▸ Records for this exercise
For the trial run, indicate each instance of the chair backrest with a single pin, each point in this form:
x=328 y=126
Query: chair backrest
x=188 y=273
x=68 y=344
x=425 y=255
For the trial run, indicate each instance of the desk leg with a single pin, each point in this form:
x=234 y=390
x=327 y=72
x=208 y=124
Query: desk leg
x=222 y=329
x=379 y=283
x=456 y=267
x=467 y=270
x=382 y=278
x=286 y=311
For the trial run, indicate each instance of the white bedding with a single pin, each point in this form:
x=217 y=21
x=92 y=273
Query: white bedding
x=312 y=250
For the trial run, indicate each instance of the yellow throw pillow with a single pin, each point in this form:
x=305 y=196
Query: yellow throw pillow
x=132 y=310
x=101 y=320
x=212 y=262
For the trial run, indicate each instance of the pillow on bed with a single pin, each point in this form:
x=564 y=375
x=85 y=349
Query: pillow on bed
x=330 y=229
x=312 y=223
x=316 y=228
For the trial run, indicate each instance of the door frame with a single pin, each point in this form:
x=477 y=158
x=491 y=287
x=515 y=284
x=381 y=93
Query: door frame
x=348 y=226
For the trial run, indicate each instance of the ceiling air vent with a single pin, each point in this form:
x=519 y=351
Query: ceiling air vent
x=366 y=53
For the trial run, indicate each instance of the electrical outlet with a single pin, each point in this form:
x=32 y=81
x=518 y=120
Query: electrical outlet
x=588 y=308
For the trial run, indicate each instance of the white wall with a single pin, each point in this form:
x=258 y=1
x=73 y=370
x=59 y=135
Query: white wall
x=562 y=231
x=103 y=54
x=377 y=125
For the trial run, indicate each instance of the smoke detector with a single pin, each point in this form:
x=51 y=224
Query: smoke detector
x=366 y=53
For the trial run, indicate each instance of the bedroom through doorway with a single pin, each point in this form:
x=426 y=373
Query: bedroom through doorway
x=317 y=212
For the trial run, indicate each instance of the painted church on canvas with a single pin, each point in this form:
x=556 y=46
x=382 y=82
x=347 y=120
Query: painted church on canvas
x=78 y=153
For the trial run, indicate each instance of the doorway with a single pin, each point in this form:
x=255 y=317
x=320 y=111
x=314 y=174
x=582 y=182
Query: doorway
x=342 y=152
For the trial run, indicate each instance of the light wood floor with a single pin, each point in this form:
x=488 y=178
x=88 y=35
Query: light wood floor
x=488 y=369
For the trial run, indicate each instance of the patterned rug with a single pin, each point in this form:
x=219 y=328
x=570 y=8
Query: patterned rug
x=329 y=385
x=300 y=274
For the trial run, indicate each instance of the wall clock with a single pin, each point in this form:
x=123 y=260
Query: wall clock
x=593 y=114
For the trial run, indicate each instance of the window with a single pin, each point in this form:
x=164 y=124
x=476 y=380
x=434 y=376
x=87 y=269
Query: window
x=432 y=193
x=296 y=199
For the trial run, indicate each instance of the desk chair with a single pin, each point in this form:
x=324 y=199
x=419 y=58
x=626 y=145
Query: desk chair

▸ Task to complete
Copy out each line of the material above, word for word, from the first down to the line containing "x=208 y=124". Add nothing.

▸ Result of this exercise
For the trial run, indicate each instance of the chair backrest with a single pin, each point in this form:
x=328 y=126
Query: chair backrest
x=188 y=273
x=68 y=344
x=425 y=255
For the trial run, indicate each instance of the desk leg with a single pin, each point in this form:
x=234 y=390
x=327 y=72
x=208 y=124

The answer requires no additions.